**Part of a data file**:
□ □ □
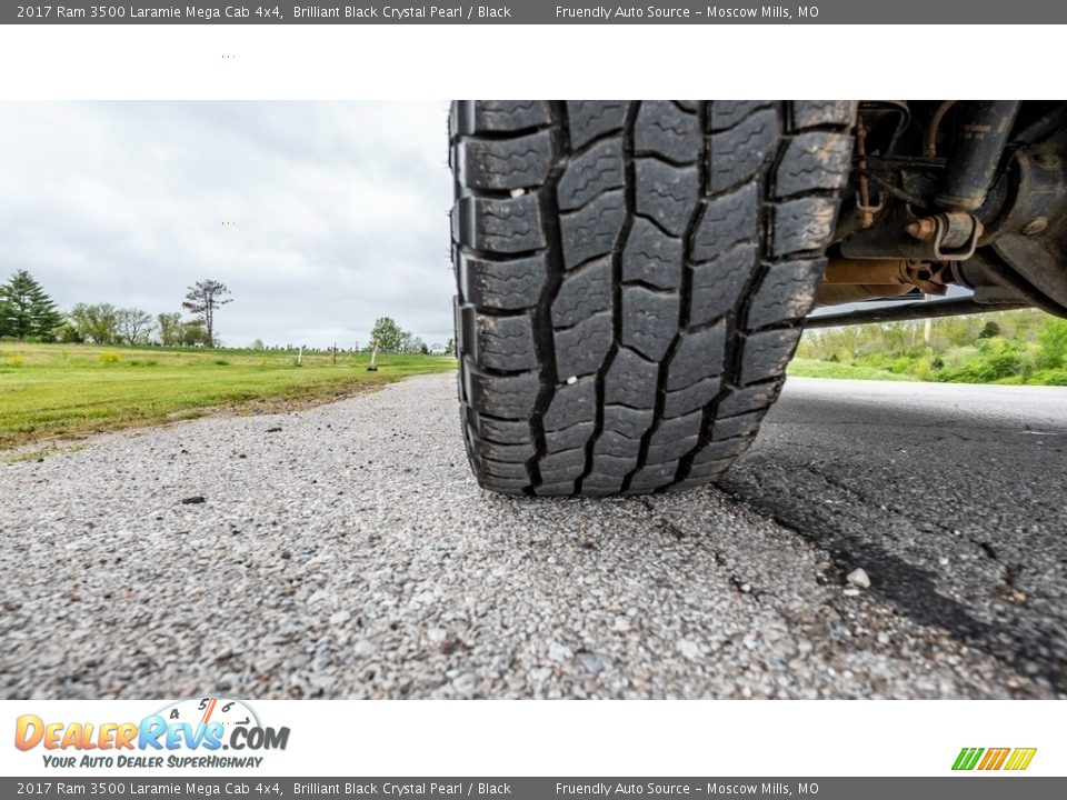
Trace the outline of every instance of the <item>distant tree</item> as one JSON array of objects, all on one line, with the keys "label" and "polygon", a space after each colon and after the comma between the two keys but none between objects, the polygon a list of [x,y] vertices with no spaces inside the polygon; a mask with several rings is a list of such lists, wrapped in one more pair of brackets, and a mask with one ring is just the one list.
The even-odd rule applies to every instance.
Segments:
[{"label": "distant tree", "polygon": [[84,339],[81,338],[81,333],[78,332],[78,329],[70,322],[63,322],[56,329],[56,339],[63,344],[80,344],[84,341]]},{"label": "distant tree", "polygon": [[1048,317],[1037,337],[1040,347],[1038,362],[1041,367],[1067,368],[1067,319]]},{"label": "distant tree", "polygon": [[130,346],[144,343],[152,328],[156,327],[152,316],[141,309],[119,309],[116,317],[119,334]]},{"label": "distant tree", "polygon": [[0,336],[52,341],[62,323],[56,302],[26,270],[16,270],[0,286]]},{"label": "distant tree", "polygon": [[211,347],[211,334],[199,322],[186,322],[181,327],[181,343],[186,347]]},{"label": "distant tree", "polygon": [[403,331],[400,337],[400,347],[398,352],[416,354],[416,353],[428,353],[430,349],[426,346],[426,342],[422,341],[419,337],[415,336],[411,331]]},{"label": "distant tree", "polygon": [[119,310],[111,303],[78,303],[68,317],[82,341],[113,344],[119,339]]},{"label": "distant tree", "polygon": [[207,331],[208,347],[215,346],[215,312],[219,306],[233,302],[233,298],[227,297],[229,293],[226,283],[208,278],[189,287],[186,300],[181,303],[181,307],[192,314],[189,321]]},{"label": "distant tree", "polygon": [[1000,336],[1000,326],[998,326],[993,320],[989,320],[981,327],[981,331],[978,333],[979,339],[993,339],[995,336]]},{"label": "distant tree", "polygon": [[156,327],[159,329],[159,343],[163,347],[181,347],[182,334],[185,333],[181,323],[181,314],[163,312],[156,314]]},{"label": "distant tree", "polygon": [[375,320],[370,331],[370,341],[378,342],[378,349],[386,352],[399,352],[403,346],[403,331],[400,330],[391,317],[380,317]]}]

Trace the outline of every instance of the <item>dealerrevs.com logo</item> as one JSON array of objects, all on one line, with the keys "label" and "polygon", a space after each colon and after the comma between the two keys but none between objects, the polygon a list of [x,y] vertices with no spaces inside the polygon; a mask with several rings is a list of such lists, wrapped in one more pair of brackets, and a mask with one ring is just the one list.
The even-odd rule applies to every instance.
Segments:
[{"label": "dealerrevs.com logo", "polygon": [[[181,700],[140,722],[16,720],[14,746],[43,750],[46,767],[257,768],[268,750],[285,750],[289,728],[260,723],[247,703],[221,697]],[[221,754],[220,751],[228,751]]]},{"label": "dealerrevs.com logo", "polygon": [[1030,766],[1037,748],[964,748],[956,757],[953,769],[964,770],[1025,770]]}]

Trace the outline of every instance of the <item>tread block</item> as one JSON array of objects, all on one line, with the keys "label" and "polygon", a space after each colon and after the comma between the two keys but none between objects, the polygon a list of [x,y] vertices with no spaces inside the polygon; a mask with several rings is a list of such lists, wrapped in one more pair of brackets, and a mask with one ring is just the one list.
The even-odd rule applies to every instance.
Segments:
□ □ □
**AIM**: Turn the records above into a JSON list of strings with one string per line, leaving out blank lines and the pictures.

**SOLUTION TO THIS PROBLEM**:
[
  "Trace the outline of every instance of the <item>distant tree</item> as one JSON array of objects, all on one line, with the keys \"label\" and \"polygon\", a space after each colon and after the comma between the two keys but none between objects, the polygon a list of [x,y] vertices with no spaces inside the polygon; a mask with several rings is a list of such lists, wrapped in one more pair of brackets, and a mask with one ring is just the one list.",
  "The even-odd rule applies to every instance.",
  "Segments:",
  "[{\"label\": \"distant tree\", \"polygon\": [[84,339],[81,338],[81,333],[78,332],[78,329],[70,322],[63,322],[56,329],[56,339],[63,344],[80,344],[84,341]]},{\"label\": \"distant tree\", \"polygon\": [[1048,317],[1037,337],[1040,347],[1038,362],[1041,367],[1067,368],[1067,319]]},{\"label\": \"distant tree\", \"polygon\": [[130,346],[144,343],[152,328],[156,327],[152,316],[141,309],[119,309],[116,317],[119,334]]},{\"label\": \"distant tree\", \"polygon\": [[0,336],[52,341],[62,323],[56,302],[26,270],[16,270],[0,286]]},{\"label\": \"distant tree\", \"polygon\": [[211,347],[211,334],[199,322],[186,322],[181,327],[181,343],[186,347]]},{\"label\": \"distant tree\", \"polygon\": [[403,331],[400,337],[400,347],[398,352],[416,354],[416,353],[428,353],[430,349],[426,346],[426,342],[422,341],[419,337],[415,336],[411,331]]},{\"label\": \"distant tree\", \"polygon\": [[119,310],[111,303],[78,303],[68,317],[82,341],[113,344],[119,339]]},{\"label\": \"distant tree\", \"polygon\": [[207,331],[208,347],[215,346],[215,312],[219,306],[233,302],[233,298],[227,297],[229,293],[226,283],[208,278],[189,287],[186,300],[181,303],[181,307],[192,314],[189,321]]},{\"label\": \"distant tree\", \"polygon\": [[1000,336],[1000,326],[998,326],[993,320],[989,320],[981,327],[981,331],[978,333],[979,339],[993,339],[995,336]]},{\"label\": \"distant tree\", \"polygon\": [[156,327],[159,329],[159,343],[163,347],[181,347],[182,334],[185,333],[181,323],[181,314],[163,312],[156,314]]},{\"label\": \"distant tree\", \"polygon\": [[375,320],[370,331],[370,341],[378,342],[378,349],[386,352],[399,352],[403,346],[403,331],[400,330],[391,317],[380,317]]}]",
  "Trace the outline of every instance of the <item>dealerrevs.com logo</item> as one JSON array of objects, all on one line, with the keys \"label\" and \"polygon\", a space after each colon and after the comma between the two keys but none between objects, the polygon a list of [x,y] vertices with no spaces inside the polygon; a mask with several rings is a list of such lists, wrapped in one more pair of brackets, and a mask with one ring is just the one list.",
  "The even-odd rule applies to every instance.",
  "Segments:",
  "[{\"label\": \"dealerrevs.com logo\", \"polygon\": [[[181,700],[140,722],[16,720],[14,746],[43,750],[46,767],[257,768],[268,750],[285,750],[289,728],[260,723],[247,703],[221,697]],[[221,754],[220,751],[228,751]]]},{\"label\": \"dealerrevs.com logo\", \"polygon\": [[1030,766],[1037,748],[964,748],[956,757],[953,769],[964,770],[1025,770]]}]",
  "Trace the outline of every instance of the <item>tread block</item> as one JSON array of objects, all on one line, with the keys \"label\" and \"polygon\", a space after each colon and after the comma between the two keys but none between objects, the polygon a list of [x,y] vertices with no spaces inside the polygon; a mask with several rings is a list of such lists, wrapped in one more pair of brackets, and a mask with one ring is just the one list.",
  "The even-odd rule applies to every instance.",
  "Segments:"
]